_Page extract_
--- --- ---

The following are not merely translation specialties, but represent areas of interest and skills that I take a personal interest in expanding and keeping up-to-date:
- Trainer-level expertise in Internet engineering and software development.
- Broad college-level reading in most "hard" sciences.
- Book-study and on-the-job experience with US and Japanese corporate law.
- Firm general business / corporate finance / US real-estate background (license-holder).
- Scattered grad-school level reading in most technical fields (exception: chemistry).
- PhD-level reading knowledge of English and Japanese.
- Expanding biotechnology and medical background (oncology in particular).
- Writing/editing skills: College-level (Japanese); Publishable-as-is (English)
- Experience teaching and leading teams of translators and SW & WWW localizers.
- Excellent technical consecutive interpretation skills, and will seek certification for legal.
I am very serious about translation quality (both Quality of Service (QoS) in my business dealings, and fidelity of work-product as a deliverable), as reflected in my current position as
Chair of the American Translators Association's Quality Standards Committee (the TCD Best Practices Committee).
I am scrupulous in making sure that I (and my colleagues, when we work in teams)
understand everything in the source text from which I am translating.
I have learned the hard way that many practitioners do not bother to do this, and do not bother to tell you so, either! If you are translating a market analysis report including reference to a company that makes heavy machinery and rolling stock, and you do not want "rolling stock" (meaning railway carriages) to be translated as "rotating equity-certificates," then it makes sense for you to interview your linguist in person. (This example was actually encountered in a "live" job, and is typical in the Jap <=> Eng market, even when dealing with translators who have years of experience).
Even a few questions will generally suffice (to make sure they do not simply cut-and-paste answers from the web, ask them an informally-phrased follow-up question or an opinion question). If you have a software-related job, ask them for an opinion on OOP versus traditional procedural and structured programming. If you're doing biotech, ask them a bit about protein structure or introns.

--- --- ---

_Provided information_
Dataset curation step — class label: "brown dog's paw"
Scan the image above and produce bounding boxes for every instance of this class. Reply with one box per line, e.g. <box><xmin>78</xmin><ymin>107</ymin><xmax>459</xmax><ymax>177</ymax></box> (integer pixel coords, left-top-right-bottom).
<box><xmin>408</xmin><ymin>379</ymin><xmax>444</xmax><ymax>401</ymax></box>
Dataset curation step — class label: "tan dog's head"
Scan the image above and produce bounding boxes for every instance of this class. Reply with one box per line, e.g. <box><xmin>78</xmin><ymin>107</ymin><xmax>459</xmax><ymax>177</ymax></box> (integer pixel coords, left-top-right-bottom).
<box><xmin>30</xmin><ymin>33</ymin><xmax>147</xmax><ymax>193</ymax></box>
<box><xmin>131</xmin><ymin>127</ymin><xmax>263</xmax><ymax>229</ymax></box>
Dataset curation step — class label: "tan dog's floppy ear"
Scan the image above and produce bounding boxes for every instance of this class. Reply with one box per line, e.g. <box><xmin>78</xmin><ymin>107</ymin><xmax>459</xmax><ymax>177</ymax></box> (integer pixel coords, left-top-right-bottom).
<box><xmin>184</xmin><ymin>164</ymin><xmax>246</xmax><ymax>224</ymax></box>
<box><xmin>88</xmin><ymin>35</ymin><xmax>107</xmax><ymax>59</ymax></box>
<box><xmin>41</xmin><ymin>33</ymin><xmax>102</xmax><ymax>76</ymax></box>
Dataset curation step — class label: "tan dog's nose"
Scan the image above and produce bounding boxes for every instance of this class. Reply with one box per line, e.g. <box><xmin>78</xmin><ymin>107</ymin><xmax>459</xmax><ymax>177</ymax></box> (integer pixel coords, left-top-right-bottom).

--- --- ---

_Your task_
Transcribe the stretch of the translator's profile from "The following are" through "real-estate background (license-holder).", keeping every character unchanged.

_Task result_
The following are not merely translation specialties, but represent areas of interest and skills that I take a personal interest in expanding and keeping up-to-date:
- Trainer-level expertise in Internet engineering and software development.
- Broad college-level reading in most "hard" sciences.
- Book-study and on-the-job experience with US and Japanese corporate law.
- Firm general business / corporate finance / US real-estate background (license-holder).